_Text extract_
● ● ● ● ●

Sunday

05


May , 2024
Economic insights from China
22:36 pm

Dr. Rajiv Khosla


Economic indicators released by Chinese authorities, media outlets, and researchers suggest a recent downturn in China’s economic fundamentals. Declining prices, decreasing exports and imports, rising unemployment, and an unfolding crisis in the real estate sector are key concerns highlighted by both international and domestic media. Leading international banks and rating institutions forecast that China’s growth rate may remain below 5% for the current year, with projections of 4.4% and 4.2% for 2025 and 2026, respectively. This trend is attributed to the real estate crisis, weak consumer demand, and the aging population in China. China’s share of global GDP, which stood at 18.3% in 2021, declined to 16.9% by 2023. This shift prompts reflection on whether this is the same Chinese economy that boasted the world’s fastest growth from 1978 to 2018, averaging 9.5% annually.

● ● ● ● ●

_Data lines_
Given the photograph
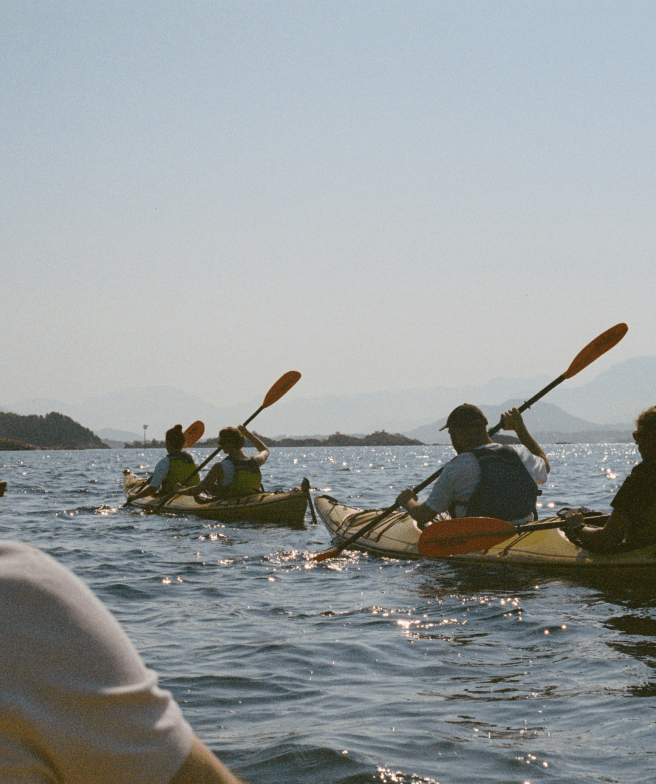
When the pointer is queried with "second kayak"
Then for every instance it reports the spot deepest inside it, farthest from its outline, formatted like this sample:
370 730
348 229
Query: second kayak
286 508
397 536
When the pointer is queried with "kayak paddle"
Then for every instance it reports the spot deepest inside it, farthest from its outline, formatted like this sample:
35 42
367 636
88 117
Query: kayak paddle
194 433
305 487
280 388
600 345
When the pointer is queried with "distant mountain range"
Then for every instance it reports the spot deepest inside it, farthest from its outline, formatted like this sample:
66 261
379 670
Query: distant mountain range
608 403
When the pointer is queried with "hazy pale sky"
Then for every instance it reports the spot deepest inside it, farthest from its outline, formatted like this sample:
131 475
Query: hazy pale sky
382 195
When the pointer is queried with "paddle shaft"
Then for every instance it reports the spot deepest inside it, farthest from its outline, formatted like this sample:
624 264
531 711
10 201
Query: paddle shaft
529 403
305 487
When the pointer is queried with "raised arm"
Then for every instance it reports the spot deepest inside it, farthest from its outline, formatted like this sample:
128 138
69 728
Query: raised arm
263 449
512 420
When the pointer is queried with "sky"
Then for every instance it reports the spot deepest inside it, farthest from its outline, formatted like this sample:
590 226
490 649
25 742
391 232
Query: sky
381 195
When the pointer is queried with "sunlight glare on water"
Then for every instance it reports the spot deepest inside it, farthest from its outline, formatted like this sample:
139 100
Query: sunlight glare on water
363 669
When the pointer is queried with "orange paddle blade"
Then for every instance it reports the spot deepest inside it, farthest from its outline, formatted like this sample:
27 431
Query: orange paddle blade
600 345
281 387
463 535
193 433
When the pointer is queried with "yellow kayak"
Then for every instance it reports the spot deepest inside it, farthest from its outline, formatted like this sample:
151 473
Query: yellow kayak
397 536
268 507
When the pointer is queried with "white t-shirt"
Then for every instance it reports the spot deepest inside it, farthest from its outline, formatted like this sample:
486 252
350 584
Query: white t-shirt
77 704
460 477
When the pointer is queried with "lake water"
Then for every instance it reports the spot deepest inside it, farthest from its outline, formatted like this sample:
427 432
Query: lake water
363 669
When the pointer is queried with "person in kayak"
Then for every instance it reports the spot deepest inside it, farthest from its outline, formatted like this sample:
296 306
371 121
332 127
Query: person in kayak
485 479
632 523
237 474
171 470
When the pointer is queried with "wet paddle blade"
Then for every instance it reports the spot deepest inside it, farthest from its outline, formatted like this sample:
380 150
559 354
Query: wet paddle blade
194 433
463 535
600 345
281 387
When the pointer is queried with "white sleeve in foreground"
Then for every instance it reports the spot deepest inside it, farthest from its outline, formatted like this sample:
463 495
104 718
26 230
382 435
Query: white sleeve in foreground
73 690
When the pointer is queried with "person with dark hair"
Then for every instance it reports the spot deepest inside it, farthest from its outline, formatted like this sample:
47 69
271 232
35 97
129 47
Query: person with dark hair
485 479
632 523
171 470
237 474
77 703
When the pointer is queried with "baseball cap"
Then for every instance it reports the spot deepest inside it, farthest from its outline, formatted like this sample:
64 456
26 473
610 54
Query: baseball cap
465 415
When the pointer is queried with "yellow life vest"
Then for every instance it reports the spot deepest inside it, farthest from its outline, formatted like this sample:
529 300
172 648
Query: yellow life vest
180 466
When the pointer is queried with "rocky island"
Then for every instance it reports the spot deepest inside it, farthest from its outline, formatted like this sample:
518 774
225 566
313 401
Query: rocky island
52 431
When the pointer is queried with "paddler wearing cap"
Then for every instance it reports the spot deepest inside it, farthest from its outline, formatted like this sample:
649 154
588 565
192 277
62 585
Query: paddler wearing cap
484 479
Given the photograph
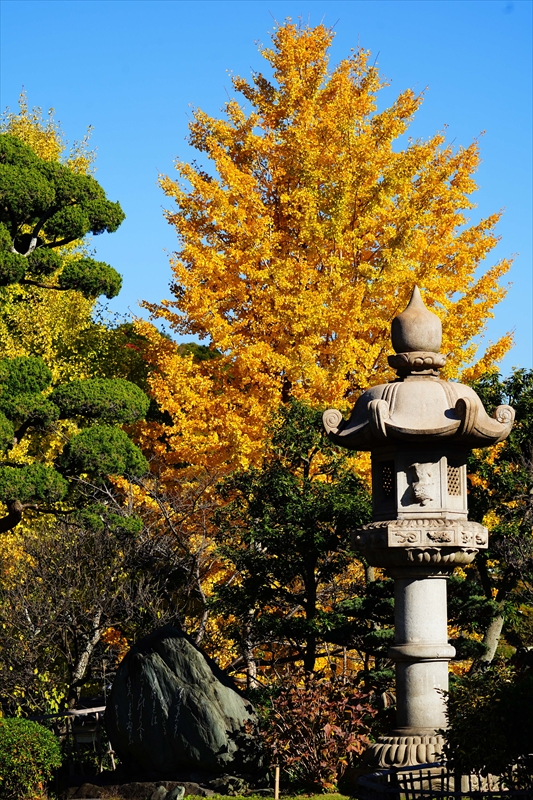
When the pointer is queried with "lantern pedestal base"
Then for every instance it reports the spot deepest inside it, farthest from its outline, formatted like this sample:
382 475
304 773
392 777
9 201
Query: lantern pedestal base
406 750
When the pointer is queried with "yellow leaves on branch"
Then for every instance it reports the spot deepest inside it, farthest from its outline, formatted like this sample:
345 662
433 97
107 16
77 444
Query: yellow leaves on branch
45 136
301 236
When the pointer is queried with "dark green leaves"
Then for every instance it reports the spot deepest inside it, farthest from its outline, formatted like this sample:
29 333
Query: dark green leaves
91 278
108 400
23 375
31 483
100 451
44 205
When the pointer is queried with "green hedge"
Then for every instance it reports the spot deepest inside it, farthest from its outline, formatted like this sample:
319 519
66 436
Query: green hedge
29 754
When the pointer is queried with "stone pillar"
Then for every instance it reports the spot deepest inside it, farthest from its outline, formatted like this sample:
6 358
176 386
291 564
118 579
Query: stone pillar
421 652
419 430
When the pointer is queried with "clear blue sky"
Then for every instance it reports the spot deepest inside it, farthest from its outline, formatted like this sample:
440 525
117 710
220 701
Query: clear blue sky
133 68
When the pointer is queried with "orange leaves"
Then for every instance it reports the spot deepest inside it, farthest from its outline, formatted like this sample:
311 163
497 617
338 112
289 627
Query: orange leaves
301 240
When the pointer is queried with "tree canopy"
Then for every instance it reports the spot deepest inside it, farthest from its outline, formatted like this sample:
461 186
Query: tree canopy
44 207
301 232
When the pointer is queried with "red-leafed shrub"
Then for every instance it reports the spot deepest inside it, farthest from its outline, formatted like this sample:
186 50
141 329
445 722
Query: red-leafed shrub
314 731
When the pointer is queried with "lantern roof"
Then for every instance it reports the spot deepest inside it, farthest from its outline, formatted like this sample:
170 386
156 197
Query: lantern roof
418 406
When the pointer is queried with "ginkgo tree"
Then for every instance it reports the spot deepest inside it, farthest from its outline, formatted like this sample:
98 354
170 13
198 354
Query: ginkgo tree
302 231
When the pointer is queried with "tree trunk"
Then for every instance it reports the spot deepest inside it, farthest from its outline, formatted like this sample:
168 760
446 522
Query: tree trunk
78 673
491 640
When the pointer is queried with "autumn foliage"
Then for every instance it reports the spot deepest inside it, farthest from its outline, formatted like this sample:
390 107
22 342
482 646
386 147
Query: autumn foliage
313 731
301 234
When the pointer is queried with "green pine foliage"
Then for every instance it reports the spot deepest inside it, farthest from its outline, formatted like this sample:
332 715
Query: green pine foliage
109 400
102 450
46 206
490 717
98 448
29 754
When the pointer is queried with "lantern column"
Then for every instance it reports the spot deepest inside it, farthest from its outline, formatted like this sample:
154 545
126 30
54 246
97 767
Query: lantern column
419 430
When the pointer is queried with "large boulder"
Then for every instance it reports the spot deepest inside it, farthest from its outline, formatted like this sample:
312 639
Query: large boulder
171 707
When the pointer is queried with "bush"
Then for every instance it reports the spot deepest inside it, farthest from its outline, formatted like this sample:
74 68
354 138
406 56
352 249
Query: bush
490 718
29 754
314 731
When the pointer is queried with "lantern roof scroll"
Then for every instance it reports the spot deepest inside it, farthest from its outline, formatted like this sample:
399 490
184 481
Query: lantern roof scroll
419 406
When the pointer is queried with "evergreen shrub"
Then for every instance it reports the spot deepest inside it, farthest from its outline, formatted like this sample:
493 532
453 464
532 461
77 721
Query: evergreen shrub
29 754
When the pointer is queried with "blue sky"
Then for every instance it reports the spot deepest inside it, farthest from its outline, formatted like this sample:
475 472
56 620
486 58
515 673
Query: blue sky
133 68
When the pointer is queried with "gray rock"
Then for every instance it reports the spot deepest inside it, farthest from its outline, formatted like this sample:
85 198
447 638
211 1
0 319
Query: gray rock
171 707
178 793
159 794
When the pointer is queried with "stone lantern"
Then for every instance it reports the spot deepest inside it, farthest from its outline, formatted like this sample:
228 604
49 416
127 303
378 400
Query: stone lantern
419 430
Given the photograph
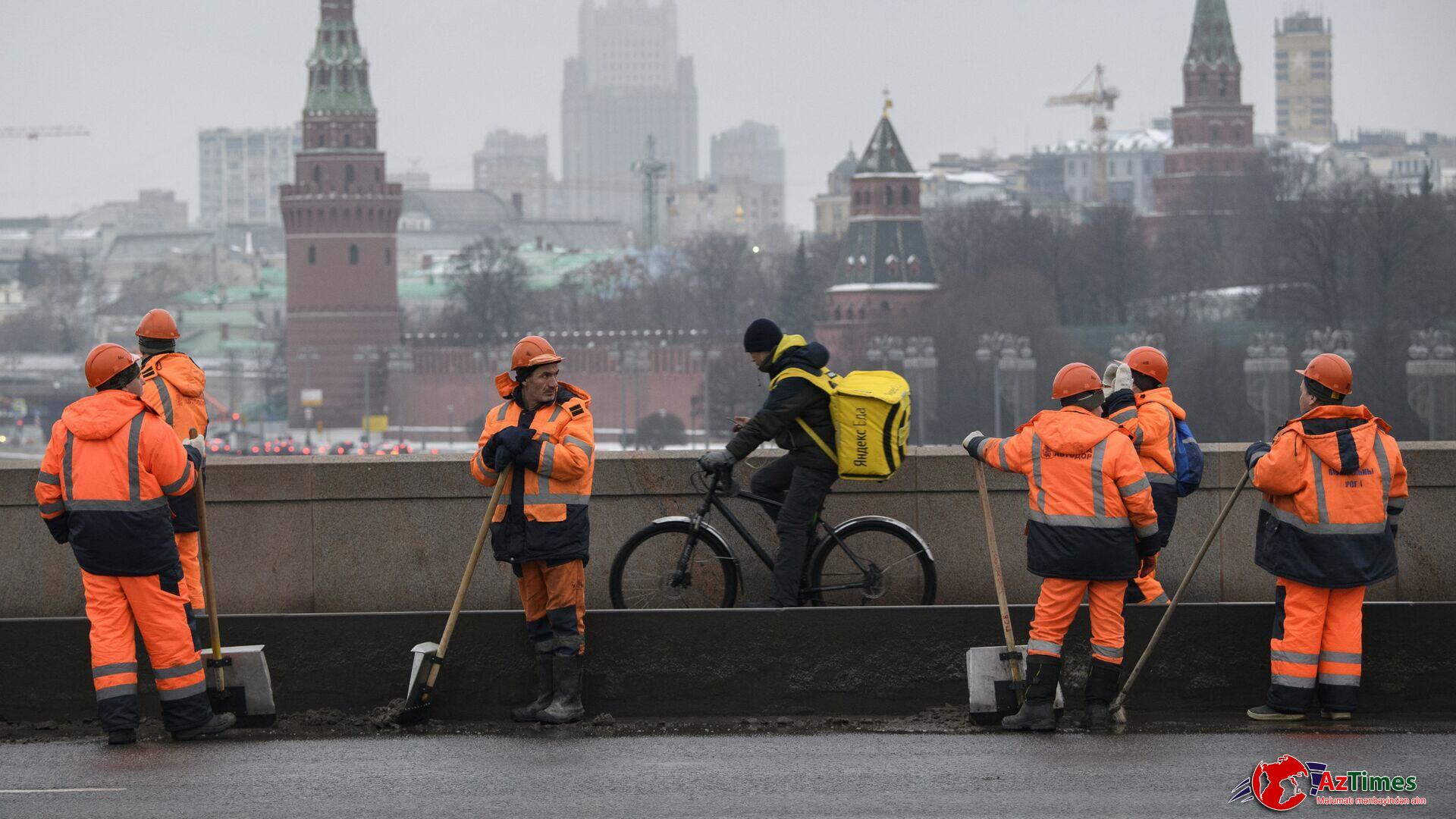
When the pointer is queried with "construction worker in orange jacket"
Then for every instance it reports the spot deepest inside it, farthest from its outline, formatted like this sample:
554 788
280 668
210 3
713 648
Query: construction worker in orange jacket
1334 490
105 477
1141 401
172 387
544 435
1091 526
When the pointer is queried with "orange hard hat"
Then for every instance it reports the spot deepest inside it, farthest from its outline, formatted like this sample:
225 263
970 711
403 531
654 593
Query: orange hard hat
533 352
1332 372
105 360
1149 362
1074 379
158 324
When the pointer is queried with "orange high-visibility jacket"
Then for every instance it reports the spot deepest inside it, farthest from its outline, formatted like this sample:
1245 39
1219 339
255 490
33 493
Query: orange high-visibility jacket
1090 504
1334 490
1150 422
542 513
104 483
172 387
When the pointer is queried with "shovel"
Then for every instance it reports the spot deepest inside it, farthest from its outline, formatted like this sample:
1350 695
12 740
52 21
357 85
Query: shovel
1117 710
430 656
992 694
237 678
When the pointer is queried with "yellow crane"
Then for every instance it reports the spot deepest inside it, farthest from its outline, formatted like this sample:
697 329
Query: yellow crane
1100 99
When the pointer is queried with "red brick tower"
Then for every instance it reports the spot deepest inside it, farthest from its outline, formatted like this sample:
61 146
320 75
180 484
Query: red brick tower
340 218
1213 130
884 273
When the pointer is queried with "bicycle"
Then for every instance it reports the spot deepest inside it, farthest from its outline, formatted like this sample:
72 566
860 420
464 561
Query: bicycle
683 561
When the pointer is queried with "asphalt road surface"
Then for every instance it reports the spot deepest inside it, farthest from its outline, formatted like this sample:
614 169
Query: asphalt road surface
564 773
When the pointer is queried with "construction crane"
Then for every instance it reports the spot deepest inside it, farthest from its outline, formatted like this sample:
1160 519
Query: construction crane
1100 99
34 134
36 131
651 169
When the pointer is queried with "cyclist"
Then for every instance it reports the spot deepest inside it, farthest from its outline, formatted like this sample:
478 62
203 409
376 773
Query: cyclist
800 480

● ● ● ● ●

_Required work_
**1)** According to the article on China's economy, what was China's share of global GDP in 2023?
**2)** Condense the paragraph of the article on China's economy that begins "Economic indicators released by Chinese authorities" into a bulleted list of its main facts.
**3)** Pick up the article on China's economy after its last sentence and keep writing it.

_Responses for each task_
**1)** 16.9%.

**2)**
- Indicators from Chinese authorities, media outlets, and researchers point to a recent downturn in China's economic fundamentals.
- Key concerns: falling prices, shrinking exports and imports, rising unemployment, and a crisis in the real estate sector.
- Leading international banks and rating institutions forecast growth below 5% for the current year, 4.4% for 2025, and 4.2% for 2026.
- Causes cited: the real estate crisis, weak consumer demand, and an aging population.
- China's share of global GDP fell from 18.3% in 2021 to 16.9% in 2023.
- This contrasts with the economy's record of the world's fastest growth from 1978 to 2018, averaging 9.5% a year.

**3)**
China’s Development Path

A review of China’s economic history reveals that from 1949 (the year of China’s independence from Japan) until 1976, under Mao Zedong’s leadership, China’s economy was largely state-controlled. Critics argue that Mao’s development model confined China to a primarily rural and underdeveloped economy. In 1978, facing demands for additional investment in strategic sectors, Deng Xiaoping, a prominent Chinese leader, initiated market reforms, opening the country’s economy to outside influences. Deng’s approach focused on transforming rural industries, fostering private businesses, and liberalizing foreign trade and investment. Post-1978, China prioritized investment and export-oriented manufacturing, earning the moniker “Factory of the World” due to factors such as low labor costs, favorable tax structures, robust infrastructure, and a weak currency (the Yuan).

In 1998, amid the Asian economic crisis, the Chinese government introduced housing reforms aimed at stimulating domestic demand and driving rapid economic growth. These reforms shifted from traditional, in-kind housing distribution to monetized housing allocation, selling houses at market prices. This initiative provided opportunities for developers to thrive, fostering a symbiotic relationship between the real estate sector, banks, local governments, and GDP growth. Banks extended substantial loans to the real estate sector, spurring growth in associated industries and generating jobs, thereby boosting consumption and government tax revenues. Today, the property sector contributes approximately 29% to China’s GDP, with nearly 70% of household wealth tied to real estate.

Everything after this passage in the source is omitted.